*** WORKING DATA ***
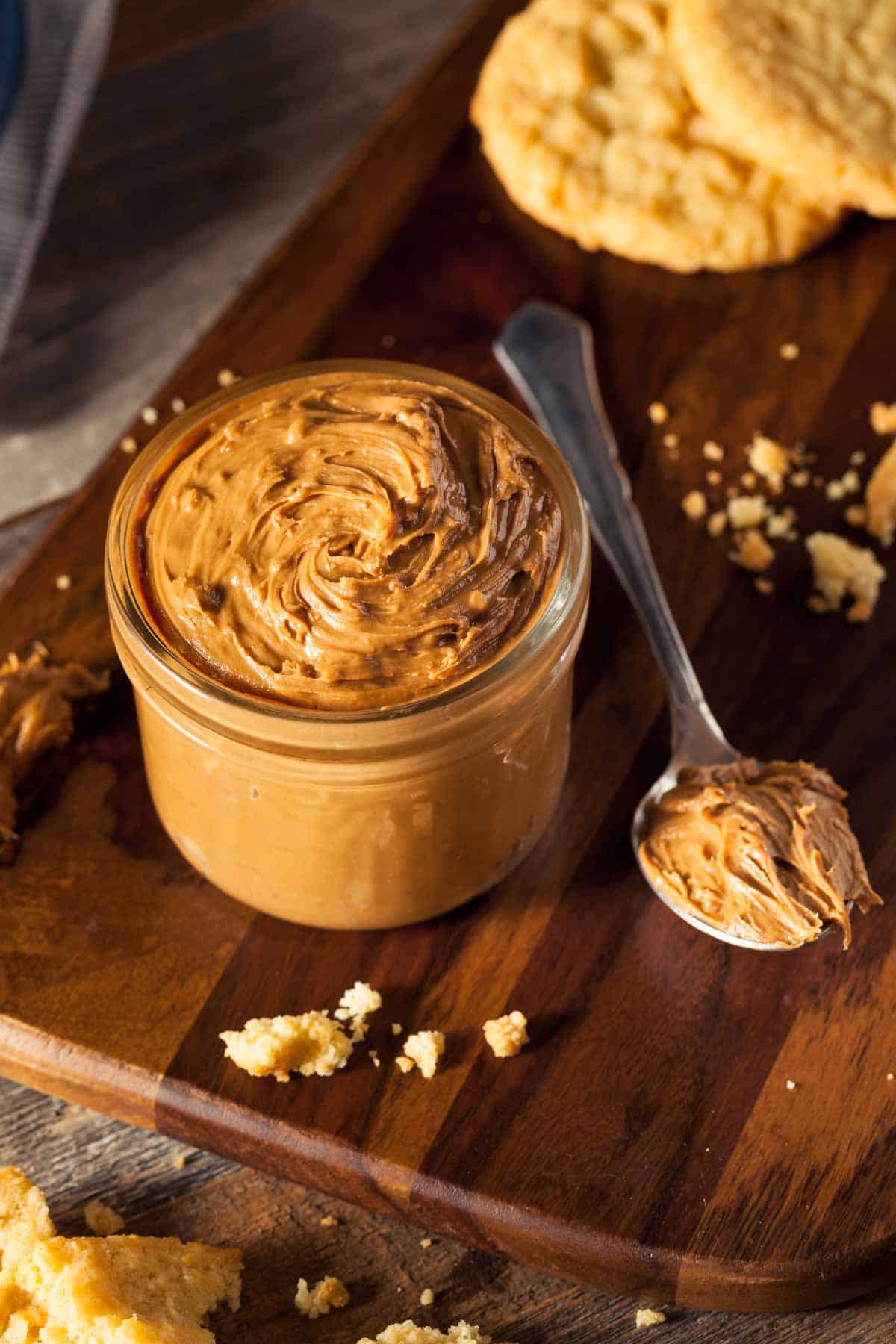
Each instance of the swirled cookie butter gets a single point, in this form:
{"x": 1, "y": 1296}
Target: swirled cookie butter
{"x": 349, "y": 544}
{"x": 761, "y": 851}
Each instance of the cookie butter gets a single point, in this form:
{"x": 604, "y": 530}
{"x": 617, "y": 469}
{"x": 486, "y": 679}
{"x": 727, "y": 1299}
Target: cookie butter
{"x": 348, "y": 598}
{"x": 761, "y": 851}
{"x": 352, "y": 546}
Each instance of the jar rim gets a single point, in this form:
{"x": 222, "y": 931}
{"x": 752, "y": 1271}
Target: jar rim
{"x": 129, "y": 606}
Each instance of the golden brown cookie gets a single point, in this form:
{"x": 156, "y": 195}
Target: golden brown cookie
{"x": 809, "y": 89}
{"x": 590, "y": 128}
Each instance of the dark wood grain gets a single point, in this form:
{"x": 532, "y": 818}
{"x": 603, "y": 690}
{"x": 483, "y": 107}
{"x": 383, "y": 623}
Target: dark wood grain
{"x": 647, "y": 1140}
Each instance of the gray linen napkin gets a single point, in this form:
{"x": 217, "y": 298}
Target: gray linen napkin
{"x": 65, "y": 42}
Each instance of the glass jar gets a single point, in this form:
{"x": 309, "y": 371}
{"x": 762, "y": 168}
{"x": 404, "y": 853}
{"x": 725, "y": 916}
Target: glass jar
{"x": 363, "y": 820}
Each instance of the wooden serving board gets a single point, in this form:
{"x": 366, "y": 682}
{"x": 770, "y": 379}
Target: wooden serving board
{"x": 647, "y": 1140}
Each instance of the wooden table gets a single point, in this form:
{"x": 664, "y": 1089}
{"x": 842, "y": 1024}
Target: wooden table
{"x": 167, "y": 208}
***
PROBLEM:
Keep the pictures out of the copy and write out the data exactly as it stands.

FINISHED EXERCISE:
Each instance of the swirled cookie butter gets a single point, in this form:
{"x": 1, "y": 1296}
Target: swirled cookie butter
{"x": 349, "y": 544}
{"x": 761, "y": 851}
Each instance of the cookie butter gets a single point, in this form:
{"x": 604, "y": 530}
{"x": 617, "y": 469}
{"x": 486, "y": 679}
{"x": 727, "y": 1299}
Target: cookie butter
{"x": 348, "y": 598}
{"x": 761, "y": 851}
{"x": 352, "y": 546}
Each instance of the jar rim gets a single point, in this form:
{"x": 222, "y": 931}
{"x": 752, "y": 1271}
Target: jar rim
{"x": 129, "y": 606}
Each instance of the golden brown cookie gets a single point, in this form:
{"x": 156, "y": 195}
Target: golden brown cookie
{"x": 809, "y": 89}
{"x": 590, "y": 128}
Each instance of the dark wood grain gets a single point, in this form:
{"x": 532, "y": 818}
{"x": 603, "y": 690}
{"x": 483, "y": 107}
{"x": 383, "y": 623}
Target: dark wood grain
{"x": 647, "y": 1140}
Each instance of the gray linen napkin gets a single point, in this form:
{"x": 217, "y": 298}
Target: gray linen napkin
{"x": 65, "y": 42}
Each instance of the glass jar gets a single point, in this form:
{"x": 309, "y": 371}
{"x": 762, "y": 168}
{"x": 404, "y": 853}
{"x": 725, "y": 916}
Target: glass jar
{"x": 363, "y": 820}
Each instance of the wooden serving board gets a single point, in this form:
{"x": 366, "y": 682}
{"x": 770, "y": 379}
Target: wooden serving board
{"x": 647, "y": 1140}
Each instance of the wooden table gets a single point, in this form:
{"x": 664, "y": 1089}
{"x": 842, "y": 1024}
Target: wooden table
{"x": 167, "y": 208}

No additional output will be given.